** START STORED ROWS **

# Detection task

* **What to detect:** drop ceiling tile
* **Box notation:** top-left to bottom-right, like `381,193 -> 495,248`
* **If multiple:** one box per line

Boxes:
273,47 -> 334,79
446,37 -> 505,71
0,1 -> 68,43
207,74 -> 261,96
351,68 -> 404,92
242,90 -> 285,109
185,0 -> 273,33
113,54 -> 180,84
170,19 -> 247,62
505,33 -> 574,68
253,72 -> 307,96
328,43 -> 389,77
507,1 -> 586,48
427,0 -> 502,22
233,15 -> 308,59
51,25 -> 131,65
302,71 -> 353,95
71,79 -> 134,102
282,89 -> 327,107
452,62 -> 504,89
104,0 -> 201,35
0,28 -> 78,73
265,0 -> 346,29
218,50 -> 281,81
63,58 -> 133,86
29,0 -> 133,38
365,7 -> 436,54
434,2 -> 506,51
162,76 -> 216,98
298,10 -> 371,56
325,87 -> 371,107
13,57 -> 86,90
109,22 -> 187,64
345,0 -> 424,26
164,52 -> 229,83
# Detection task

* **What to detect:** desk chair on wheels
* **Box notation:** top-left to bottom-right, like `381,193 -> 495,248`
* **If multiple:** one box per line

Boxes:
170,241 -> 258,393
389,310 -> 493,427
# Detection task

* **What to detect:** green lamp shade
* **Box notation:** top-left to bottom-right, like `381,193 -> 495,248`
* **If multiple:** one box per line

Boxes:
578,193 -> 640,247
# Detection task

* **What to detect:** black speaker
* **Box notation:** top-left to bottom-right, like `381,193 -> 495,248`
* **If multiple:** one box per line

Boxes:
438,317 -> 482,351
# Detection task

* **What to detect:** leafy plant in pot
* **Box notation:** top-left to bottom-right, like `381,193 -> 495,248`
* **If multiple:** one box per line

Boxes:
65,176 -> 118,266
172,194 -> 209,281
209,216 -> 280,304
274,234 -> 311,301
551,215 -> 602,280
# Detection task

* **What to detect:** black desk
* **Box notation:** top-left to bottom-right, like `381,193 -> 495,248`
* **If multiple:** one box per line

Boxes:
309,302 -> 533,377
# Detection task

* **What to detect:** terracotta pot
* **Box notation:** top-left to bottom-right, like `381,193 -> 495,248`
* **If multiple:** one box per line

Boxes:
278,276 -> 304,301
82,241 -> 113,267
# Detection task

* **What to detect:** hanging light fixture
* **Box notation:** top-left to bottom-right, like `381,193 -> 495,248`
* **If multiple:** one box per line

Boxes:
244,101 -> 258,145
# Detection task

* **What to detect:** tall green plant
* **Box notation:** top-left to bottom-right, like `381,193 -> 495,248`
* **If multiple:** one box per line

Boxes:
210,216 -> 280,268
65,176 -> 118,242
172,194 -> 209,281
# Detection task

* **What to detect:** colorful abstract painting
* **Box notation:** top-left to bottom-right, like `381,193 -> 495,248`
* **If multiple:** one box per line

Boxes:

** END STORED ROWS **

*GIVEN TASK*: Reproduce every one of the entries above word for word, from the first line to the last, without altering anything.

*REPLY TO THE EXERCISE*:
# Detection task

* **What to detect:** drop ceiling tile
* **Box notation:** top-left to bottom-right, like `381,193 -> 495,248`
* **If multiple:** one box per line

Boxes:
273,47 -> 334,79
446,37 -> 505,71
0,1 -> 68,43
207,74 -> 261,96
351,68 -> 404,92
242,90 -> 285,109
185,0 -> 273,33
113,54 -> 180,84
170,19 -> 247,62
505,33 -> 574,68
253,72 -> 307,96
328,43 -> 389,77
507,1 -> 586,48
427,0 -> 502,22
233,15 -> 308,59
51,25 -> 131,65
302,71 -> 353,95
71,79 -> 134,102
282,89 -> 327,107
452,62 -> 504,89
104,0 -> 201,35
0,28 -> 78,73
265,0 -> 346,29
218,50 -> 281,81
63,58 -> 133,86
29,0 -> 133,38
365,7 -> 436,54
434,2 -> 506,51
162,76 -> 216,98
298,10 -> 371,56
325,87 -> 371,107
13,57 -> 86,90
109,22 -> 187,64
345,0 -> 424,26
164,52 -> 229,83
# Detection task

* **What to detect:** desk chair on wheels
* **Box notation:** top-left to bottom-right, like `381,193 -> 495,248`
* **If multiple:** one box per line

Boxes:
170,241 -> 258,393
389,310 -> 493,427
# Detection task

* **What to detect:** green lamp shade
* **Box notation:** top-left to bottom-right, like `381,193 -> 495,248`
* **If multiple:** one box per line

Boxes:
578,193 -> 640,247
# Detection task

* **What to detect:** black speaker
* **Box notation:** top-left to bottom-right, like `381,193 -> 495,248`
* **If multiple:** one box per line

Boxes:
438,317 -> 482,351
# Detection task

* **What to detect:** leafy plant in pot
* **Box notation:** top-left to bottom-right, like `381,193 -> 495,248`
* **If multiple:** one box per line

Boxes:
65,176 -> 118,266
172,194 -> 209,281
209,216 -> 280,304
274,234 -> 311,301
551,215 -> 602,280
# Detection task

* **What to detect:** black desk
* **Box notation:** top-left to bottom-right, like `381,193 -> 495,248`
* **If multiple:** one box per line

Boxes:
309,302 -> 533,377
# Detection task

* **What to detect:** terracotta pot
* **Box notation:** top-left to bottom-right, like `381,193 -> 495,248`
* **If multiple:** one box per line

Boxes:
278,276 -> 304,301
82,241 -> 113,267
# Detection task

* **What to detect:** hanging light fixture
* **Box notation:** top-left to bottom-right, like `381,193 -> 495,248`
* **If multiple:** one box per line

Boxes:
244,101 -> 258,145
# Detection task

* **What to detect:** tall green plant
* **Box notation:** top-left to bottom-right, like `381,193 -> 495,248`
* **If multiple:** one box per line

Boxes:
210,216 -> 280,268
65,176 -> 118,242
172,194 -> 209,281
# Detection task

* **What to detect:** colorful abstract painting
* **Box notation:** top-left to bottom-right, like `381,193 -> 495,248`
* **If multiple:** one box per line

Boxes:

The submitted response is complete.